Instruções
(a) Responda, com base no artigo sobre Mário Soares:
(i) Em que localidade discursou Mário Soares na sexta-feira?
(ii) De qual das figuras mencionadas Soares foi "amicíssimo", segundo o artigo?
(iii) Que postura dos partidos PSD e PP Soares elogiou, segundo o artigo?
(b) Reproduza o trecho do artigo sobre Mário Soares que começa nas palavras "1 de Fevereiro" e termina após "da extrema-direita portuguesa.".
(c) Retome o artigo sobre Mário Soares a partir do ponto em que termina.

-------- Excerto selecionado

Mário Soares: a direita de sempre e sólida como sempre – até quando?
1 de Fevereiro de 2010 por Carlos Vidal
Sexta-feira falando em Barcelos, o “político”, o democrata Mário Soares voltou aos seus velhos tempos e à sua linha de argumentação preferida e única há mais de 30 anos. Fincando o pé na sua obra de sempre (macrabro orgulho, macabro, macabro!), quer dizer, fincando o pé na destruição que há muito protagonizou da melhoria das condições de vida de quem integra e faz o mundo do trabalho e não do capital despudorado, Soares emerge sempre como o garante e o seguro de vida, coisa antiga, portanto, da direita e da extrema-direita portuguesa.
Resumindo, figura inimputável. E inimputável por nunca ter prestado contas a ninguém da sua amizade com Carlucci e Cia, inimputável ainda por ter sido aspirante à amizade de gente como Savimbi (e deste foi mesmo amicíssimo), Murdoch, Stanley Ho ou Berlusconi (e estes três sempre tiveram mais que fazer do que ligar a Soares como ele desejaria e para o que desejaria), inimputável pela sua acção nas décadas de 70 e 80, hoje Soares volta a esse tempo, prolonga-o prolongando as suas inúmeras ligações e alianças como toda a direita e extrema-direita, do PSD ao CDS/PP (a que juntaríamos essa relação estranha com Spínola, e já que falei em extrema-direita). Ora, onde eu quero chegar é ao ponto de que ampla experiência em movimentações nesse campo não lhe faltam para hoje continuar a elogiar a “responsabilidade” dos seus aliados de sempre: PSD e CDS/PP.
Repito, como comecei, ontem em Barcelos Soares elogiou a “postura construtiva” (à qual deseja longo futuro, pudera!) desses partidos PSD e PP na viabilização do novo Orçamento. Isto não é de agora, claro, pois é um facto que nunca Soares governou de outra maneira nem com outros parceiros. Bom, felizmente que a esquerda não é, não tem que ser nem deverá ser “construtiva”. E assim é positivo, para que Soares revele a forma como entende o “bom governo”: baixos salários, exploração do mundo do trabalho, privatizações e privatizações suculentas.

----------------
-------- Dados recolhidos

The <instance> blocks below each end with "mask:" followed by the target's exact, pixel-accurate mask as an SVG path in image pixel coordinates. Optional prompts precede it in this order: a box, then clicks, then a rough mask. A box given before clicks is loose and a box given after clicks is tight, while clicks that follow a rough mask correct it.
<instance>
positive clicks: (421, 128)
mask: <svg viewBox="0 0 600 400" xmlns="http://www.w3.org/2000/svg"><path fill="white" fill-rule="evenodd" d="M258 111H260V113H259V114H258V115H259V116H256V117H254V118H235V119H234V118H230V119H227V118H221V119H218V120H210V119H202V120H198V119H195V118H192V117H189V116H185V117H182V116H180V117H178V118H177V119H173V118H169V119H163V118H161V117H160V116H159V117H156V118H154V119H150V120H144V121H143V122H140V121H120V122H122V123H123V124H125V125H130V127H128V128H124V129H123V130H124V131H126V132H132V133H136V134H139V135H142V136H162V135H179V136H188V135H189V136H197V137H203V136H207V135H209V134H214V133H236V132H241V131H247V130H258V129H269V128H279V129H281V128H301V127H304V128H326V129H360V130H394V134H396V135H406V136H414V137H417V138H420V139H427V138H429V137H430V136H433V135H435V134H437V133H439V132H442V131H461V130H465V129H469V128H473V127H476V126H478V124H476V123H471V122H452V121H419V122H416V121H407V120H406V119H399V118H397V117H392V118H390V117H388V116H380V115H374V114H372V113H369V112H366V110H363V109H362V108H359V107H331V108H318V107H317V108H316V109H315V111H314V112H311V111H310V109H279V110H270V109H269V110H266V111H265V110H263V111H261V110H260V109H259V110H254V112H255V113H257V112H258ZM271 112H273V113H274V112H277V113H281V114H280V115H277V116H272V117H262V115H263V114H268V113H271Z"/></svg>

----------------

Respostas por tarefa
(a)
(i) Em Barcelos.
(ii) De Savimbi.
(iii) A "postura construtiva".

(b)
1 de Fevereiro de 2010 por Carlos Vidal
Sexta-feira falando em Barcelos, o “político”, o democrata Mário Soares voltou aos seus velhos tempos e à sua linha de argumentação preferida e única há mais de 30 anos. Fincando o pé na sua obra de sempre (macrabro orgulho, macabro, macabro!), quer dizer, fincando o pé na destruição que há muito protagonizou da melhoria das condições de vida de quem integra e faz o mundo do trabalho e não do capital despudorado, Soares emerge sempre como o garante e o seguro de vida, coisa antiga, portanto, da direita e da extrema-direita portuguesa.

(c)
É com este mundo soarista que a esquerda nunca MAS NUNCA MESMO deve negociar. Aconteça o que acontecer.
Entretanto, já que acabo de passar esta tarde (último dia de representações) pela magnífica encenação (directa e depurada) de Joaquim Benite para a Companhia de Teatro de Almada de A Mãe de Brecht (a partir de Gorki), ocorre-me aqui um pequeno diálogo e ideia ou princípio. Pavel Vlassov, filho de Pelagea Vlassova (a “Mãe”), vê-se, com os seus camaradas de frábica, sujeito a um corte salarial. Adiante, o operário/mediador Karpov vai negociar com o patrão. Este não se propõe repor o salário (roubado, claro, pois a propriedade é um roubo, não é?). Propõe-se secar um pântano que numa entrada da fábrica representa um “perigo para a saúde”. Karpov aceita. Ao que um trabalhador lhe diz (!!): “Resumindo, o capitalismo está doente e és tu quem vai curá-lo. Achas portanto que se aceite a redução do salário?” O mediador: “A forma como as negociações decorreram não nos deixa outra alternativa”. O trabalhador, lúcido, peremptório: “Nesse caso exigimos que cessem as negociações”.
É isso: que a esquerda nunca e sobre nada negoceie com o Partido dito Socialista. E se negociar, dará razão a uma frase do coro final da mesma obra: “Se a opressão continuar, a quem se deve? A NÓS!”
Ora, é isto que se pretende? Estar sempre debaixo da mesma bota?